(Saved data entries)
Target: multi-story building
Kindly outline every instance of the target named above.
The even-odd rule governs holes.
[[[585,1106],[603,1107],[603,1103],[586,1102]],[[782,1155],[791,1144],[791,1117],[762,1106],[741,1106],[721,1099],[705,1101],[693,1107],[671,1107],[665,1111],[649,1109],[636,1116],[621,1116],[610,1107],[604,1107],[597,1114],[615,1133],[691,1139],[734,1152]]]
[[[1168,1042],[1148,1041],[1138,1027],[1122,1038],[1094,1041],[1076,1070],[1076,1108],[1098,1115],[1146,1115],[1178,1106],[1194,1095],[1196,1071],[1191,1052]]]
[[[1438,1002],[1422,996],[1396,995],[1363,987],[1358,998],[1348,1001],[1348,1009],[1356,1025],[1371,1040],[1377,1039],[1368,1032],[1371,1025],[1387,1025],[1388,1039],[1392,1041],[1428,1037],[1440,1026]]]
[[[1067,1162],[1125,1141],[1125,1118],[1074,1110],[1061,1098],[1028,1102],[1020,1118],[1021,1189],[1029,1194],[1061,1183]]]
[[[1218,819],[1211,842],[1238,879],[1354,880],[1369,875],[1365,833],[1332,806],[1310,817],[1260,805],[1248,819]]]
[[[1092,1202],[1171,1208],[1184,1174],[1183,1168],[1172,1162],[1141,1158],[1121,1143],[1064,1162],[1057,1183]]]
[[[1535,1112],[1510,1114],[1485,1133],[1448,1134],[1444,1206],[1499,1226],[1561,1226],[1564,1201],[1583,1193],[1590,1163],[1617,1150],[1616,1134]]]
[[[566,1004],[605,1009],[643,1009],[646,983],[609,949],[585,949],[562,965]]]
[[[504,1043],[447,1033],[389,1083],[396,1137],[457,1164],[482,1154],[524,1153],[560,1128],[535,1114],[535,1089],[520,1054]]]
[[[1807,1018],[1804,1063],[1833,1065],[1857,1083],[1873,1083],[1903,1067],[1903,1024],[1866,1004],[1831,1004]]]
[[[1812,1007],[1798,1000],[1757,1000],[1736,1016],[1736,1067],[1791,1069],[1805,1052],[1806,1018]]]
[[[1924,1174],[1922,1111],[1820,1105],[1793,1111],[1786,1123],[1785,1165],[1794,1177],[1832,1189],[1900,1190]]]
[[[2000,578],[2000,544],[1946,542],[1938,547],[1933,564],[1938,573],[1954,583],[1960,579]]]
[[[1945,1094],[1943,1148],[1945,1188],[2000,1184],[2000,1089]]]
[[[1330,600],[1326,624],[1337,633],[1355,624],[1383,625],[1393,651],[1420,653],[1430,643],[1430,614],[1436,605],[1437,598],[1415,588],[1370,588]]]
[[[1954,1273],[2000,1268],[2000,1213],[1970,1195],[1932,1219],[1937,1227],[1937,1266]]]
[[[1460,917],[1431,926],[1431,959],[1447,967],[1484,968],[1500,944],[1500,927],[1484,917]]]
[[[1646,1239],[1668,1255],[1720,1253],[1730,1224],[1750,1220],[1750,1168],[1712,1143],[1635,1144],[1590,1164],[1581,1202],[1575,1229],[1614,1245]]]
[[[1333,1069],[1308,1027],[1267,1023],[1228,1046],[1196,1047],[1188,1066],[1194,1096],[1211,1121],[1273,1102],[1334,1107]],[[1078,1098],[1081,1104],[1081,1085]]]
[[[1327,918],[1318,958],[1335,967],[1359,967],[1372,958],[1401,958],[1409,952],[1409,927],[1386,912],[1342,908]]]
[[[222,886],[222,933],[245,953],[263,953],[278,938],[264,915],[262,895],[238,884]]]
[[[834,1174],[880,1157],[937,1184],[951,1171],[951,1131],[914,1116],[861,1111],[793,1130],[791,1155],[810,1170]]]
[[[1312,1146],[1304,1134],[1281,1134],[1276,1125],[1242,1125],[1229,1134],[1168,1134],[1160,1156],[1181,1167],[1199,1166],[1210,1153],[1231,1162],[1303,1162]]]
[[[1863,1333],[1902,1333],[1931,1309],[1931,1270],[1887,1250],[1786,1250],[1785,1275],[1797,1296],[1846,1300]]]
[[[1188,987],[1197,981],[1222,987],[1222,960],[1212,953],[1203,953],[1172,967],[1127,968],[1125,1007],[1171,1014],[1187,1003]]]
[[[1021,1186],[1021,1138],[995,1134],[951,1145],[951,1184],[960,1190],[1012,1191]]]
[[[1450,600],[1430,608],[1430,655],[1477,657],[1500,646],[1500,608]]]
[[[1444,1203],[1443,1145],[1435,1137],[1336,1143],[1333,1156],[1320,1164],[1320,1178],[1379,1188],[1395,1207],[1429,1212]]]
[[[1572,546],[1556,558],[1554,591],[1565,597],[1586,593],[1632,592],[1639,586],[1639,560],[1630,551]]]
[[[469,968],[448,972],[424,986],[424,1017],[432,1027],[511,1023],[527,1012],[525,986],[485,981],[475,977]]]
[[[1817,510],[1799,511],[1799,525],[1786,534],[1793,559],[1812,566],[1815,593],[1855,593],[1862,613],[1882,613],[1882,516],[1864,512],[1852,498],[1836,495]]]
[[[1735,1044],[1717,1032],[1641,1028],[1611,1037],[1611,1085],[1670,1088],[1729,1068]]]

**ASSIGNMENT:** Up to and including the line with "Kindly outline every", output each line of the entries above exactly, starting from the first.

**WRITTEN RESPONSE:**
Target: multi-story building
Kindly outline every instance of the target named above.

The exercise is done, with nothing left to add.